§ DESCRIZIONE ESERCIZIO:
Restituisci tutte le righe delle voci in cui compare la parola "teal".

§ VOCI MOSTRATE:
=======

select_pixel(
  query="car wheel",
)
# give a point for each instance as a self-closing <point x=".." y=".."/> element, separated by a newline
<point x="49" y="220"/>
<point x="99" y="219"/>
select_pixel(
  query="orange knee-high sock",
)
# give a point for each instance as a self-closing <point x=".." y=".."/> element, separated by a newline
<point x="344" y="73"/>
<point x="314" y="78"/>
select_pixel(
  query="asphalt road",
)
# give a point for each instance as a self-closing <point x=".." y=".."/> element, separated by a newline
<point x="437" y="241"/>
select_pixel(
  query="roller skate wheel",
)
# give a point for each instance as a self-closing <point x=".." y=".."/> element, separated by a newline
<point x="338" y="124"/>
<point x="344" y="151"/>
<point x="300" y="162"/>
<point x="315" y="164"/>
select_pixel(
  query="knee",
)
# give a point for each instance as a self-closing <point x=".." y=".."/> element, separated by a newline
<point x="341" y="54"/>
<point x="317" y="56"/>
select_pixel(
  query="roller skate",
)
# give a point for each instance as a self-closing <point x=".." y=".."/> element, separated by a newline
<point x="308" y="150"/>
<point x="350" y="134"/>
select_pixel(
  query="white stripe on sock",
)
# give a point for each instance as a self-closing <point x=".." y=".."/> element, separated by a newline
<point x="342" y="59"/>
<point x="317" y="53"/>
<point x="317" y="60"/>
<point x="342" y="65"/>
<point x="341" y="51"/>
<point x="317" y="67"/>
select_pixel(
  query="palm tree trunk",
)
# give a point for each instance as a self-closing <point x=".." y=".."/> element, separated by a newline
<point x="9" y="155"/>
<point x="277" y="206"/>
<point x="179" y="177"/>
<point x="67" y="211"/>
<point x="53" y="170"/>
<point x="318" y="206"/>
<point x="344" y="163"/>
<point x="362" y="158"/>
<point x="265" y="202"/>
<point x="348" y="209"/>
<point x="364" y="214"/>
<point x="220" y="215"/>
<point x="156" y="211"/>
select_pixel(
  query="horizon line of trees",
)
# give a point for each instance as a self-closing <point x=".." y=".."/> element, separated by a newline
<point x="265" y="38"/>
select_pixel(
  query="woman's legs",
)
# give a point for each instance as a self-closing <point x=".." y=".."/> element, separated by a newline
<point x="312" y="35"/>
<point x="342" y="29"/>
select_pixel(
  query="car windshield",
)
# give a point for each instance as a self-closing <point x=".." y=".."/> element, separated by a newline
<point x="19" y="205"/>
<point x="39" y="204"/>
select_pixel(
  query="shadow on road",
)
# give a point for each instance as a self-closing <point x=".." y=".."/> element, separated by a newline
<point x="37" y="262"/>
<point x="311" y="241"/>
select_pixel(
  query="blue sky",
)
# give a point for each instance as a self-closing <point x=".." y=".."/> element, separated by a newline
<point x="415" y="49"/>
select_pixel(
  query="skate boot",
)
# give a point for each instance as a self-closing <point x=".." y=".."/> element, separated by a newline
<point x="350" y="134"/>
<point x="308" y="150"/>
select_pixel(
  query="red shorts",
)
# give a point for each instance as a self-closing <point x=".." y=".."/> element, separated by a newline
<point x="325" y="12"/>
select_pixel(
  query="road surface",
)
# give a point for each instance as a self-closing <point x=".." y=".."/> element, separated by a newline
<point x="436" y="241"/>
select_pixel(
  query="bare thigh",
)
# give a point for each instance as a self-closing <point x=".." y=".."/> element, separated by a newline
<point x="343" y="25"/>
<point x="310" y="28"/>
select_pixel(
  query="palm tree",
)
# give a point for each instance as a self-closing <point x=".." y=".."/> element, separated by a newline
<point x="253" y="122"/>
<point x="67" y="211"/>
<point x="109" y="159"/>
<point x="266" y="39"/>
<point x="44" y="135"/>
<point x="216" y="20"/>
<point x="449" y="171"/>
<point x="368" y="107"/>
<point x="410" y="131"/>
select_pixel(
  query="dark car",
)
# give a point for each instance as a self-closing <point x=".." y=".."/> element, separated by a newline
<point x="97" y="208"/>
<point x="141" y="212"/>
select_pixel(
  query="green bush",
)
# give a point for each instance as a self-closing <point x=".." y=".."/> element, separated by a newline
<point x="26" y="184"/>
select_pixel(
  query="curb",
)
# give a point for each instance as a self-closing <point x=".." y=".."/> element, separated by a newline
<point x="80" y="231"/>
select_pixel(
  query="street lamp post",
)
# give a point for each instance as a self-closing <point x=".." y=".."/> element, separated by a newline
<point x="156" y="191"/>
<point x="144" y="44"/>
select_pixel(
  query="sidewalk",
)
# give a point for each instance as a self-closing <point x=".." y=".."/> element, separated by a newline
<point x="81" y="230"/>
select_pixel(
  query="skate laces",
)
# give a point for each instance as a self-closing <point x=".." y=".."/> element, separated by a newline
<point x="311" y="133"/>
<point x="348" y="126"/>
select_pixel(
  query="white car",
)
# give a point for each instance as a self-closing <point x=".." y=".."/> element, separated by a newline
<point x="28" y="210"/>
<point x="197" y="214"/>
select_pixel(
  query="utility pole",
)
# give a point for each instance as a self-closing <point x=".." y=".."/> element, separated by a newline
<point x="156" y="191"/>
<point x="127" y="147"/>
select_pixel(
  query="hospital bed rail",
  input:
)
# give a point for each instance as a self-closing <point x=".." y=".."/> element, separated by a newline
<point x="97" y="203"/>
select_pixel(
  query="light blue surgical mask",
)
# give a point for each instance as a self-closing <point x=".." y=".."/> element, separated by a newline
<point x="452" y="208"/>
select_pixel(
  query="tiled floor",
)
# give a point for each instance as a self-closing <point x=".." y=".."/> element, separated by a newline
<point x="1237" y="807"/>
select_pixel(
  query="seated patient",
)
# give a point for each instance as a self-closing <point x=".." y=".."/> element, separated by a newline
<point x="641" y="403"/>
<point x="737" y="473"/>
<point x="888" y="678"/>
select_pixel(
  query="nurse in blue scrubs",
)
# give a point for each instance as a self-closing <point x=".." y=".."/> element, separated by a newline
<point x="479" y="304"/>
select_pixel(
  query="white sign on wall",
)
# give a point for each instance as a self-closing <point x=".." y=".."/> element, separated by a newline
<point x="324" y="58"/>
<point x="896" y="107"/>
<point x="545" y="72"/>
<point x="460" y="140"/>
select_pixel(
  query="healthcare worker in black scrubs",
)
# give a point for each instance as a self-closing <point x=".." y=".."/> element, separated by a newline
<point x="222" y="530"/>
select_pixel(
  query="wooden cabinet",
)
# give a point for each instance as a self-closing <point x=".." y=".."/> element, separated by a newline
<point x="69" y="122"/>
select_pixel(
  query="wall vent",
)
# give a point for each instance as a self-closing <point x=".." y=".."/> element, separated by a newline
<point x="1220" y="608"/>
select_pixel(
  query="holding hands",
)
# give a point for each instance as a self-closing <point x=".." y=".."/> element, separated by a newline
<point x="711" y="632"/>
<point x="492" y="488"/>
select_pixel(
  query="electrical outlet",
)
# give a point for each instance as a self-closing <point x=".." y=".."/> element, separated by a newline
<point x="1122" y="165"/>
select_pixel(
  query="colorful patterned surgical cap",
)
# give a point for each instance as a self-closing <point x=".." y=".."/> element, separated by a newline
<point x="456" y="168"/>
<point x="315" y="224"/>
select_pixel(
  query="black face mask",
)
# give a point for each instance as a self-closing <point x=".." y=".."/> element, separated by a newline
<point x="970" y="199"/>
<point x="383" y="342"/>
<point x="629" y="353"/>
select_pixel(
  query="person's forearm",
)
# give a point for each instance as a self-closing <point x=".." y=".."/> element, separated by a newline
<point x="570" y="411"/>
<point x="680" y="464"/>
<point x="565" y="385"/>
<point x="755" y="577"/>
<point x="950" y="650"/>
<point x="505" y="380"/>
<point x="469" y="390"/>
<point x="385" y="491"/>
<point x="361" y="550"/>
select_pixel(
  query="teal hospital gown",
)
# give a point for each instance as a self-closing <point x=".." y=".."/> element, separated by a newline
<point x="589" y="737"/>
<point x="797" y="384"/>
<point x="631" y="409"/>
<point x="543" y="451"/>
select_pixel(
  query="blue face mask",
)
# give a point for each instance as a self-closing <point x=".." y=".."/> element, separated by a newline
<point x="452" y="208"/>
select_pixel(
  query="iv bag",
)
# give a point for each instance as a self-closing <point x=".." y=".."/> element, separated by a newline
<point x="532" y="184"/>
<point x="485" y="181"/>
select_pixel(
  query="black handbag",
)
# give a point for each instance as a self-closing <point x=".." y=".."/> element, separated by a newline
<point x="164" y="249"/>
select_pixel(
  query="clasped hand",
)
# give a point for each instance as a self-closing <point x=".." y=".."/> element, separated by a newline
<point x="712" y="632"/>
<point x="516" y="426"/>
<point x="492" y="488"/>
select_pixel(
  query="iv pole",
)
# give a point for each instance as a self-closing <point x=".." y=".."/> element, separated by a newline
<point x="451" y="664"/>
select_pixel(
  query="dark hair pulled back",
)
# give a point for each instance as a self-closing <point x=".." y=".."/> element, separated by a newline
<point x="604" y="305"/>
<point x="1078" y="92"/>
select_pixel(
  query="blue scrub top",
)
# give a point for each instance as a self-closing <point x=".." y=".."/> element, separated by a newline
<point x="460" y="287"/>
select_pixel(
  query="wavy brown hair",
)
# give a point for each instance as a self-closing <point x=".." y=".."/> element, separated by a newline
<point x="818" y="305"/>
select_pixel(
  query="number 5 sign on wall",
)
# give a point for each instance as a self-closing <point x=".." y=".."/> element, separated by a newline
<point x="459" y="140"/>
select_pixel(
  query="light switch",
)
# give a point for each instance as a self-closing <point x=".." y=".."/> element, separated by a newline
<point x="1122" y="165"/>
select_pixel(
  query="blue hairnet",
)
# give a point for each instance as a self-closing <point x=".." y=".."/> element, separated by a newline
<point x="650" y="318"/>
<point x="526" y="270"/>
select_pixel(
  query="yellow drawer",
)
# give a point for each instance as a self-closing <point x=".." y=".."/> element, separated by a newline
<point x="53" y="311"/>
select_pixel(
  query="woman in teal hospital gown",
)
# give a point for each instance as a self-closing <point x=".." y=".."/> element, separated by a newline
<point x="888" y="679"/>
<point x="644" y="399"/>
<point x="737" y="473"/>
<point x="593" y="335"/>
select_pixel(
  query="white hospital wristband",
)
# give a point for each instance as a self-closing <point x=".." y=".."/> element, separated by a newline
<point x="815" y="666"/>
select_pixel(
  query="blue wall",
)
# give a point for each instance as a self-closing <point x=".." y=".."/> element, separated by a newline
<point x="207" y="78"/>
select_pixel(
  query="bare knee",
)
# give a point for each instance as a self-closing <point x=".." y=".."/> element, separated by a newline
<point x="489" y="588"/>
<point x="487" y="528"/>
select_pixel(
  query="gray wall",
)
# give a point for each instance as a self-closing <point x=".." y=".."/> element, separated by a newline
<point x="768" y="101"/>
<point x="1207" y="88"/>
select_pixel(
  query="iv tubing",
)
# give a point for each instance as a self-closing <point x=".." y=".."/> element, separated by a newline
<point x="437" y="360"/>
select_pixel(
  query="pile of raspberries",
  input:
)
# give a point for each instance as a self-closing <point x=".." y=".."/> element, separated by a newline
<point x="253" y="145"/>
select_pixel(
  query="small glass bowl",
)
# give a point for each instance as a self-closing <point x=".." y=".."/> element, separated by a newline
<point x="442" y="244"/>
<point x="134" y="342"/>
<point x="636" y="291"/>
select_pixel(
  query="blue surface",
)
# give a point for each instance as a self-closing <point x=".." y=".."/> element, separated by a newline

=======

§ RISPOSTA SCRITTA:
  query="teal hospital gown",
  query="woman in teal hospital gown",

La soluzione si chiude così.